Starting with the line that has "# test: point out the wispy" in it, repeat every line through the last one, word for word, and give nothing more.

* Coordinate labeling data *
— Start —
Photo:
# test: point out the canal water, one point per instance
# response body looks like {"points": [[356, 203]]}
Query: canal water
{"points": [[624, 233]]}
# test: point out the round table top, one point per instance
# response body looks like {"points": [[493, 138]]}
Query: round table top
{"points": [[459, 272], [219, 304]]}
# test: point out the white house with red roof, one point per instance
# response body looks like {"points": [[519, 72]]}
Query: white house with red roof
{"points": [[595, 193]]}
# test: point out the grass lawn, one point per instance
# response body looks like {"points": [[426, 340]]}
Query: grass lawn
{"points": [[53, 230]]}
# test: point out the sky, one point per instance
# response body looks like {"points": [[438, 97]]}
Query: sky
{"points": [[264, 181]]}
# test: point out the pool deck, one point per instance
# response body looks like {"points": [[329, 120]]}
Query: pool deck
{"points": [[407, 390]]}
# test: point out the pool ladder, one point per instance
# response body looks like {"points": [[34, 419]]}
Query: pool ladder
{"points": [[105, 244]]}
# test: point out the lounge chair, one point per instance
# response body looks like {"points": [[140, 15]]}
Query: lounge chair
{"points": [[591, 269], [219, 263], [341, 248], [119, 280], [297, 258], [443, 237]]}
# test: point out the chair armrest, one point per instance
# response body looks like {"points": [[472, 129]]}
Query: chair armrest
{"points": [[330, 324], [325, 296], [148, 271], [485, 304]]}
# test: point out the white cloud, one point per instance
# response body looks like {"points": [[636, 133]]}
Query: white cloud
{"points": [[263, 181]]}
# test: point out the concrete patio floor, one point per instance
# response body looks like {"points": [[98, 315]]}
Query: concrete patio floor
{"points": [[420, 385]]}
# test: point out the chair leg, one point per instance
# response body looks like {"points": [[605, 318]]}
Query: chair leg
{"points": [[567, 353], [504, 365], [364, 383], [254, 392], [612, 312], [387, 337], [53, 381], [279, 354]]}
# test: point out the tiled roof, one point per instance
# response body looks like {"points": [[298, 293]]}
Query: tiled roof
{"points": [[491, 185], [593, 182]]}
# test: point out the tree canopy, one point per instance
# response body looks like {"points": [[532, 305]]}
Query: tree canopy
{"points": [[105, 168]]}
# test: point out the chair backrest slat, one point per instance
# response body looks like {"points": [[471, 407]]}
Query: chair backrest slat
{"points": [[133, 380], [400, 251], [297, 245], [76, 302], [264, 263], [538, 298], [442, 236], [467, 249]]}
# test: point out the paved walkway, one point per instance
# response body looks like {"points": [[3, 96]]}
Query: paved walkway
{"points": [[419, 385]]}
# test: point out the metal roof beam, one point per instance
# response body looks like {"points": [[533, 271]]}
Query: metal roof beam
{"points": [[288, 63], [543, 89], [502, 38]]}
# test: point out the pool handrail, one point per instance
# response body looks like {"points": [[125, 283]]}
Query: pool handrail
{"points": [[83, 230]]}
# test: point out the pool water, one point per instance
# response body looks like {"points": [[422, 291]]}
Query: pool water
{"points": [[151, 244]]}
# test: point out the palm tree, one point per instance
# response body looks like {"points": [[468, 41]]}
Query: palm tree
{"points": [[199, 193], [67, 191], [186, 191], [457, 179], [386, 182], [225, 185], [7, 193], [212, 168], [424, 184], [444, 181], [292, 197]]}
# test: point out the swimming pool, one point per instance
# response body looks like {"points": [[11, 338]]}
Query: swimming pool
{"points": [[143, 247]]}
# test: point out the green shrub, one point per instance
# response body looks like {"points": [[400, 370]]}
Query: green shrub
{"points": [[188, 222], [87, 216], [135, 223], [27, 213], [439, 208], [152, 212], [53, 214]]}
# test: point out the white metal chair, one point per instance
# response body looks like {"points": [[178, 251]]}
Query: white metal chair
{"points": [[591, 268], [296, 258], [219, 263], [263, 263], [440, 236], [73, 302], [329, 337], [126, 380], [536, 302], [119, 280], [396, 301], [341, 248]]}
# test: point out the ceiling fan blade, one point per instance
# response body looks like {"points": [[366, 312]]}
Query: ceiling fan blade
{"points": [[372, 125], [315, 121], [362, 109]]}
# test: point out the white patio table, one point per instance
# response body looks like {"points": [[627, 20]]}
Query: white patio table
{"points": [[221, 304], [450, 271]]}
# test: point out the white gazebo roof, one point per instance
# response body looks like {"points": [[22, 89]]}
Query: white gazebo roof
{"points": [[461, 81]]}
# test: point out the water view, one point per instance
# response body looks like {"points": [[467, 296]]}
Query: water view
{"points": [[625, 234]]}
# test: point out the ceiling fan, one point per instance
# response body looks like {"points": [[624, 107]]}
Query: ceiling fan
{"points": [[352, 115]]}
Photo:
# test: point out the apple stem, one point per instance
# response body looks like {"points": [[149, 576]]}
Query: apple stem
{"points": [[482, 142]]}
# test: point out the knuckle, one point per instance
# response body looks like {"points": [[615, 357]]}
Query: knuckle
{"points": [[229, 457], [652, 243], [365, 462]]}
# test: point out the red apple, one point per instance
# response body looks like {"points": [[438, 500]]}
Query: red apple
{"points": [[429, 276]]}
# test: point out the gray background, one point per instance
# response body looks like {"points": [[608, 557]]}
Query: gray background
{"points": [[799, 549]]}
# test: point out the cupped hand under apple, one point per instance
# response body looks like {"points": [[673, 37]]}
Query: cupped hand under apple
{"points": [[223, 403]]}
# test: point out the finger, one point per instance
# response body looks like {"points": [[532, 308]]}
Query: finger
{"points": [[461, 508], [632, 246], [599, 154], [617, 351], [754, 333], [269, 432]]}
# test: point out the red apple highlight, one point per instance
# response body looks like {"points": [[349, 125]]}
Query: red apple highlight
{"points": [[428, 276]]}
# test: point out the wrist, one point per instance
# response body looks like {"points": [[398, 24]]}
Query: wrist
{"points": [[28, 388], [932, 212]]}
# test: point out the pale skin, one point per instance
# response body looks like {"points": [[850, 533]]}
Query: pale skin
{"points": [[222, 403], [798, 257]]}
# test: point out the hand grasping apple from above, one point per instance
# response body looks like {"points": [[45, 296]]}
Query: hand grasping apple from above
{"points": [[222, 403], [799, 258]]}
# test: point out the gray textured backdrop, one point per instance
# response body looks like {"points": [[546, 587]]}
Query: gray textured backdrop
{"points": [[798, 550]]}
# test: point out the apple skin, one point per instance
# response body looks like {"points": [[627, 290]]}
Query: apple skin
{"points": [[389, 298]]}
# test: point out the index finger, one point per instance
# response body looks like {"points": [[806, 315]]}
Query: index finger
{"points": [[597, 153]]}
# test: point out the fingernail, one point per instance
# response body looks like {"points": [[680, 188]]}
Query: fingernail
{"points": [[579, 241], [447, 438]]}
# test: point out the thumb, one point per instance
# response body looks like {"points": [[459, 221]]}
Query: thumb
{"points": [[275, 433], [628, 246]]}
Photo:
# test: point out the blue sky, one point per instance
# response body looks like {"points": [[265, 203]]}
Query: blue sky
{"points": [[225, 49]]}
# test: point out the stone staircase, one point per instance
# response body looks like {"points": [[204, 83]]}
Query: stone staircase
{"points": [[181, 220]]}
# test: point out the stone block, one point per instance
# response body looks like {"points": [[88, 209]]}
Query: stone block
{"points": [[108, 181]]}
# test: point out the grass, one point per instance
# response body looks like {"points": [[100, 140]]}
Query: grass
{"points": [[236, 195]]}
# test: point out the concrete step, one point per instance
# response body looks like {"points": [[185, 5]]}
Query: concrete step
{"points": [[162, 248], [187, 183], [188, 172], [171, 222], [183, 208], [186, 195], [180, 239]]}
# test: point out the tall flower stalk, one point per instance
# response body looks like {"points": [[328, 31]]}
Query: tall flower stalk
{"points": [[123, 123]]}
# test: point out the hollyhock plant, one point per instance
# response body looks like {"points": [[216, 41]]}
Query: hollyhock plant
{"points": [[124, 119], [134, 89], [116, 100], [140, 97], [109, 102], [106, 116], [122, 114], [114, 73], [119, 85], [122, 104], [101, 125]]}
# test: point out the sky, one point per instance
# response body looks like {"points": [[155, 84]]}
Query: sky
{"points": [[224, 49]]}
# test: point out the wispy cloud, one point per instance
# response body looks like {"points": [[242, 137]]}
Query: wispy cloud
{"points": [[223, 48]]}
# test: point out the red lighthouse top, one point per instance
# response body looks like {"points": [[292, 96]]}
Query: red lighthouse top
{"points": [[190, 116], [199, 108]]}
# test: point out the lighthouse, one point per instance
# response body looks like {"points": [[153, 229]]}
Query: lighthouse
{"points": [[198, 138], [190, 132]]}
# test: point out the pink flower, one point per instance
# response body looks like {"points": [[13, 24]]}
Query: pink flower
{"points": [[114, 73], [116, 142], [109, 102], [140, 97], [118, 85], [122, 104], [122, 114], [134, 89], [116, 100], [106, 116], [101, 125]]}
— End —
* Output for this exercise *
# test: point out the wispy cloud, one point per instance
# response body looks like {"points": [[242, 137]]}
Query: wispy cloud
{"points": [[223, 48]]}
# test: point out the red lighthouse top, one point per instance
# response body looks like {"points": [[292, 96]]}
Query: red lighthouse top
{"points": [[190, 116], [199, 108]]}
# test: point out the lighthouse, one point per instance
# response body looks like {"points": [[153, 229]]}
Query: lighthouse
{"points": [[198, 138], [190, 132]]}
# test: point out the pink flower, one point per instance
# response body looks like {"points": [[13, 24]]}
Query: pink flower
{"points": [[114, 73], [116, 142], [109, 102], [140, 97], [118, 85], [122, 104], [122, 114], [134, 89], [116, 100], [106, 116], [101, 125]]}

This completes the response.